### PASSAGE TO READ:
::::

The Embedded Muse 299

Go here to sign up for The Embedded Muse.

The Embedded Muse
Issue Number 299, February 15, 2016
Copyright 2016 The Ganssle Group

Editor: Jack Ganssle, jack@ganssle.com

Jack Ganssle, Editor of The Embedded Muse

You may redistribute this newsletter for noncommercial purposes. For commercial use contact jack@ganssle.com.

Contents

Editor's Notes
Quotes and Thoughts
Tools and Tips
Freebies and Discounts
How Many Defects Can Your System Tolerate?
More on Using VMs to Maintain Old Systems
Jobs!
Joke for the Week
Advertise with us
About The Embedded Muse

Editor's Notes

Are you a member of the 1%? I don't mean the economically elite; rather, the software engineering elite. Those who inject just about 11 bugs, in requirements gathering through coding, per thousand lines of code. The 99% do much worse, averaging about 120 bugs per KLOC.

Wouldn't you want to be in the top tier of developers? That is part of what my one-day Better Firmware Faster seminar is all about: giving your team the tools they need to operate at a measurably world-class level, producing code with far fewer bugs in less time. It's fast-paced, fun, and uniquely covers the issues faced by embedded developers. Information here shows how your team can benefit by having this seminar presented at your facility.

Follow @jack_ganssle I'm now on Twitter.

Quotes and Thoughts

"I don't care if it works on your machine! We are not shipping your machine!" - Vidiu Platon

Tools and Tips

Please submit clever ideas or thoughts about tools, techniques and resources you love or hate. Here are the tool reviews submitted in the past.

Segger sent me one of their emPower evaluation boards. This 99€ card is meant to show off the company's various software offerings (RTOS, middleware, stacks, etc.) and their debugging tools. I was interested in their SystemView tool, which is used to monitor all sorts of operations in embedded code.

It's hard for a developer to know what's going on inside of an embedded system that may not have much in terms of a display. Traditionally we use debuggers, but those only give us a static view of what's going on. Trace capability captures real-time operations, but overwhelms with a fire hose of instruction-by-instruction information. In contrast, SystemView logs events -- task switches, API calls, etc. Competing tools exist: Express Logic's TraceX, Percepio's Tracealyzer and Micrium's uC/Trace are examples.

Segger's SystemView is a free, stand-along application not bound to any RTOS. It comes with hooks for their own embOS RTOS and FreeRTOS, but the manual describes how to use it with any other operating system -- and in systems that don't use one. Versions are available for Windows, OS X and Linux.

A picture is worth a thousand words, so here's SystemView's screen:

SystemView main screen

The middle ("timeline") window shows the system transitioning between tasks and states. The middle vertical blue bar is the cursor (just under the "4" in "00:02:23.146.012.112", which is over a black region that corresponds to the scheduler (task/context names and colors are on the left). It's also over the light gray bar associated with the main task. Looking at the top ("events") window we see that is marked "Task Ready MainTask." In other words, the MainTask goes ready at this time, though it isn't running.

::::

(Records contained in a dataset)
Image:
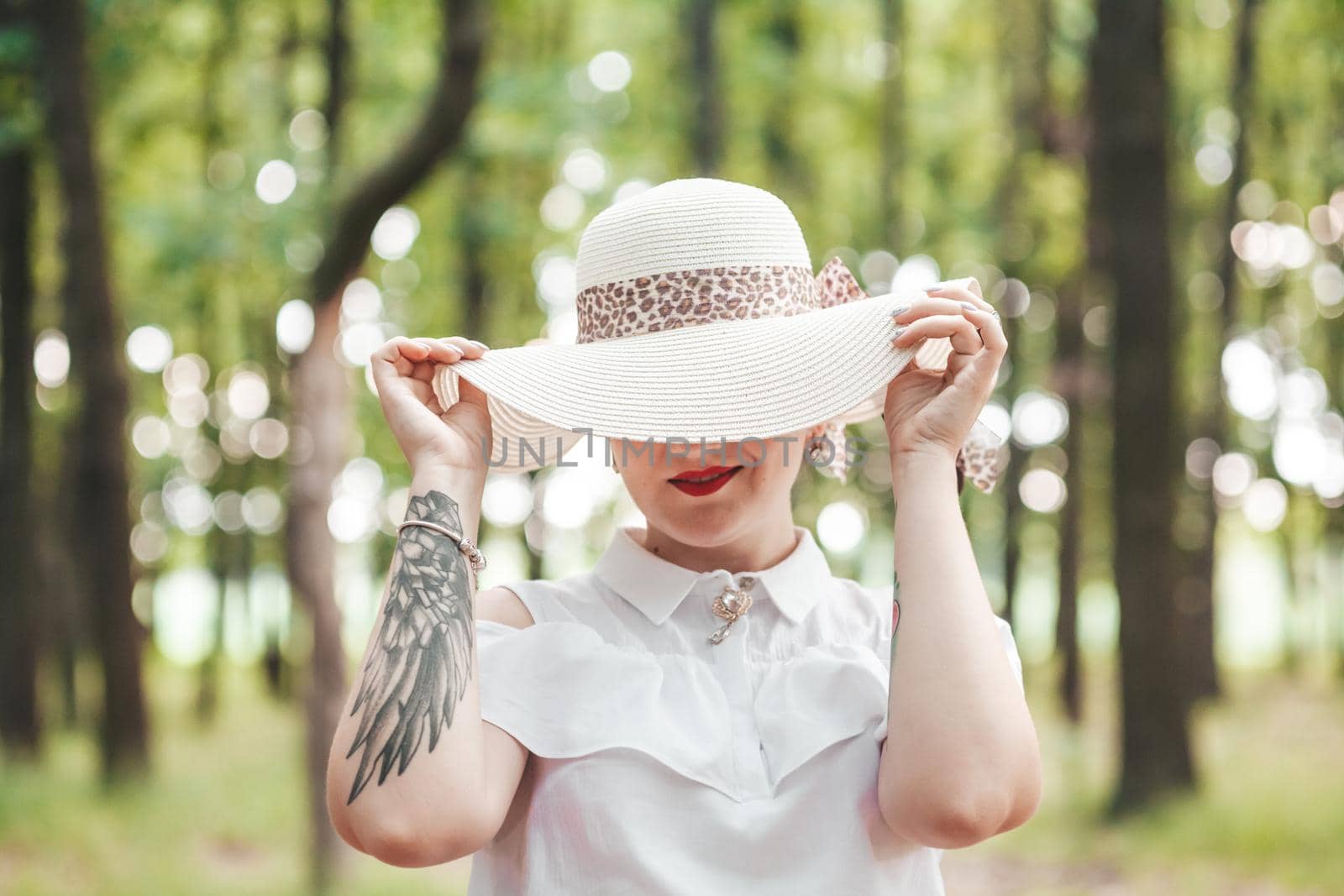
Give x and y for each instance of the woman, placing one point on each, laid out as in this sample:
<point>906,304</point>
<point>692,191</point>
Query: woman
<point>707,708</point>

::::

### THE TASKS:
- a) Retype the newsletter from "The Embedded Muse 299" to "use contact jack@ganssle.com.".
- b) Which tools does the newsletter name as competitors to SystemView?
- c) Write what comes next in the newsletter, starting after its final sentence.
This listing comes from a different source than the newsletter.

### ANSWERS GIVEN:
- a)
The Embedded Muse 299

Go here to sign up for The Embedded Muse.

The Embedded Muse
Issue Number 299, February 15, 2016
Copyright 2016 The Ganssle Group

Editor: Jack Ganssle, jack@ganssle.com

Jack Ganssle, Editor of The Embedded Muse

You may redistribute this newsletter for noncommercial purposes. For commercial use contact jack@ganssle.com.

- b)
Express Logic's TraceX
Percepio's Tracealyzer
Micrium's uC/Trace

- c)
To the left of the cursor the red bar is the SysTick, which quickly invokes the scheduler. Soon the scheduler drops down to the blue MainTask that starts doing its thing. We're watching the RTOS multitask.

The timeline's indicated time is in hours, minutes, seconds, ms, us and ns -- quite a bit of resolution indeed, though in practice that's limited by the MCU's clock rate.

The APIs in the embedded system (RTOS and/or any bit of middleware) are instrumented to transmit data to the host computer when an event occurs. Those are all shown in the top "events" window, though you can selectively disable certain kinds of events from the display. So in essence the events window is the raw logged data and the timeline a translation of that into a graphical view of what happens when.

You can drag the timeline left and right to see other events, and zoom in and out. Here's a very zoomed out snapshot of the same program (this image is a capture of just the timeline):

SystemView timeline

Here the SysTick, which interrupts every millisecond, has occurred thousands of times and so looks like a solid red bar. Other tasks, like IP_Task, have been invoked as well.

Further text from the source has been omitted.